START Document text

# Bad gas with Orijen puppy



## KayC (May 3, 2005)

Little tiny Chloe has gas and it stinks so bad for such a little thing. She is on Orijen puppy that I mix with water and gets ZP broken up and mixed with water for breakfast and lunch. Do you think it's the ZP or the Orijen.


----------



## Angel1210 (Mar 14, 2011)

It's the Orijen!! That's how our little got his nickname "Stinky!" I had him on Orijen for a while. . . til I figured it out!

He now gets Wellness Core. No more stinkies!!


----------



## KayC (May 3, 2005)

I just switched her this AM cold turkey to Acana All Life stages. Now to wait and see what happens LOL


----------



## KrystalLeigh (Aug 17, 2011)

It will be interesting to see if there's a difference with the change. I've never tried orijen. Odie has been known to have a stinky fart on Acana, but it's not an everyday thing. We also feed wet food and some raw though, so who knows.


----------



## ~LS~ (Oct 29, 2011)

You shouldn't have gas on Acana unless you are overfeeding, or combining it with 
human food or treats. All of our rescues have been on Acana and we never have gas. 
Hope it works for little Chloe, stinky farts can be a pain in the bum! lol


----------



## flippedstars (Dec 16, 2009)

EWwww nothing worse than stinky chi farts LOL (okay, except for stinky Cane Corso farts...THOSE will really clear a room)...Fromm Game Bird recipe is another really good one and it has tiny kibbles perfect for chis


----------



## 20887 (Mar 16, 2011)

Lion used to have really bad gas on Orijen, he could seriously clear a room! I switched him to Acana and then raw/ZP/S&C and we no longer have that issue. It could just be too rich for her, or she is eating too much.


----------



## KayC (May 3, 2005)

Thank you for the replies. She would not touch the Acana, gave her some more Orijen and she gobbled it all up. I just wanted her to eat. Kristi, I can't get Fromm here. If I could I would put them both on it. I switched Zoey to 6 fish Orijen but she has got watery eyes so she will be going back to reg.


----------



## Hollysmom (Nov 26, 2011)

Awww, poor little girl. 

Holly's on Orijen puppy as well (made the switch over 3 weeks ago). I'm happy to say there hasn't been any issues with gas at all.


----------

END Document text

| Challenge 1 |
Format the records as a Markdown table with the columns Row and Line, starting with the line containing "Query: person walking in snow" and going on through the last line of the records. Leave out blank lines.

START Provided records

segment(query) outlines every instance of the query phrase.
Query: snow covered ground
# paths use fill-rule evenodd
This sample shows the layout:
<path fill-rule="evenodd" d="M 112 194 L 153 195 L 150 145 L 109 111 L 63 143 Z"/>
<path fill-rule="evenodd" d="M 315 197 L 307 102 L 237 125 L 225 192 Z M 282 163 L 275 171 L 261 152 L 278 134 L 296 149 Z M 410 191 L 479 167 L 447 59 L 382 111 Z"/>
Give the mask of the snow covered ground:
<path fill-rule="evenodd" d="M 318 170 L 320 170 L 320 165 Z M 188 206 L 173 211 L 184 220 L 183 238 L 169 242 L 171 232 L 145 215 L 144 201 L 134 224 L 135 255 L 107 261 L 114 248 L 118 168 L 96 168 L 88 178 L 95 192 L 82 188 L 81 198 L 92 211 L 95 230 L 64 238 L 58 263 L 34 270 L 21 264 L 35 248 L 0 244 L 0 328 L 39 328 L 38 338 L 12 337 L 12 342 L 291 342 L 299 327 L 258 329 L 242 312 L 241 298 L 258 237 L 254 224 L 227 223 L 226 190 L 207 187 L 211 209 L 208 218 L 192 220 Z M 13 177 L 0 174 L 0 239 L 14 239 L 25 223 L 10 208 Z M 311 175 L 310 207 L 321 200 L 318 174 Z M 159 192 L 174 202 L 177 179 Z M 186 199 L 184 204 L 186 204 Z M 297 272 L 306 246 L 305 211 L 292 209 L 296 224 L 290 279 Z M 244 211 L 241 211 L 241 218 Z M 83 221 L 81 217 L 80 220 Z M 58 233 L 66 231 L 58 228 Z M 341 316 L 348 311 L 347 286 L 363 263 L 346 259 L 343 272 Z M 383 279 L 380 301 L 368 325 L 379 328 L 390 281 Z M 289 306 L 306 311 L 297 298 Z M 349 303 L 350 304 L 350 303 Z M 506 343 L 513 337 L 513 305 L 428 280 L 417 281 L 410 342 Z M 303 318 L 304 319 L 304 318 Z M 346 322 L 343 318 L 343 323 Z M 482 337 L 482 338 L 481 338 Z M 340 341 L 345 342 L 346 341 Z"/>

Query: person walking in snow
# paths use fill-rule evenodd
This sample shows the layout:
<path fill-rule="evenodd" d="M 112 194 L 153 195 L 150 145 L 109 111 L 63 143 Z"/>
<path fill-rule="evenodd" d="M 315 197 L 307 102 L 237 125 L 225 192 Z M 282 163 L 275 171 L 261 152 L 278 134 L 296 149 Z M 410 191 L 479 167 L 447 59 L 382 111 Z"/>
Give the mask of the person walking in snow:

END Provided records

| Challenge 2 |
From the forum thread about puppy gas on Orijen, quote the passage starting with "# Bad gas with" and going on through "or the Orijen.".

| Complete response 1 |
| Row | Line |
|---|---|
| 1 | Query: person walking in snow |
| 2 | # paths use fill-rule evenodd |
| 3 | This sample shows the layout: |
| 4 | <path fill-rule="evenodd" d="M 112 194 L 153 195 L 150 145 L 109 111 L 63 143 Z"/> |
| 5 | <path fill-rule="evenodd" d="M 315 197 L 307 102 L 237 125 L 225 192 Z M 282 163 L 275 171 L 261 152 L 278 134 L 296 149 Z M 410 191 L 479 167 L 447 59 L 382 111 Z"/> |
| 6 | Give the mask of the person walking in snow: |

| Complete response 2 |
# Bad gas with Orijen puppy



## KayC (May 3, 2005)

Little tiny Chloe has gas and it stinks so bad for such a little thing. She is on Orijen puppy that I mix with water and gets ZP broken up and mixed with water for breakfast and lunch. Do you think it's the ZP or the Orijen.